Copy the lines below word for word, keeping every character and number unchanged.

---- Available records

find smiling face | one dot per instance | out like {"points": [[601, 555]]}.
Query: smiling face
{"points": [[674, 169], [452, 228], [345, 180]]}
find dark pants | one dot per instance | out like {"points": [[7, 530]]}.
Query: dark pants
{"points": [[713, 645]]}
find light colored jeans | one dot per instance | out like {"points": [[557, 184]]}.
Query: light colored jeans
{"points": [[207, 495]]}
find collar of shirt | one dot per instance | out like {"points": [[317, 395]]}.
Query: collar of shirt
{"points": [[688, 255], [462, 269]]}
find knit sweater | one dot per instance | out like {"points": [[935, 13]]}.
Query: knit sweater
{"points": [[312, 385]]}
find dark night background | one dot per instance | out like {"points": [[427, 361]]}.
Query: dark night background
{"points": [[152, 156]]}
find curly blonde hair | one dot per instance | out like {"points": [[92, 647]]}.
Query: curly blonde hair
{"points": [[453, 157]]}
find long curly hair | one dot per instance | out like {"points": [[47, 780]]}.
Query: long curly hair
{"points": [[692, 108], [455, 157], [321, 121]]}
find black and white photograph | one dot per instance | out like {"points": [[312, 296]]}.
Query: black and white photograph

--------

**Completed exercise:**
find smiling face | one dot per instance | out like {"points": [[601, 555]]}.
Query: smiling face
{"points": [[674, 169], [452, 228], [345, 180]]}
find dark pants | one dot per instance | out like {"points": [[7, 530]]}.
Query: dark pants
{"points": [[713, 645]]}
find light colored jeans | one dot per instance | out like {"points": [[557, 184]]}.
Query: light colored jeans
{"points": [[207, 495]]}
find collar of shirt | one dot per instance | out like {"points": [[317, 395]]}.
Query: collar of shirt
{"points": [[688, 255], [462, 269]]}
find knit sweater | one dot per instance | out like {"points": [[935, 13]]}.
Query: knit sweater
{"points": [[312, 385]]}
find dark night background | one dot per instance | out like {"points": [[427, 361]]}.
Query: dark night background
{"points": [[152, 156]]}
find curly blonde hair | one dot per instance | out like {"points": [[92, 647]]}.
Query: curly blonde hair
{"points": [[453, 157]]}
find long curly hair | one dot per instance | out like {"points": [[47, 780]]}.
Query: long curly hair
{"points": [[692, 108], [455, 157], [321, 121]]}
find black and white photograph | one dot per instance | out like {"points": [[312, 296]]}.
Query: black and white photograph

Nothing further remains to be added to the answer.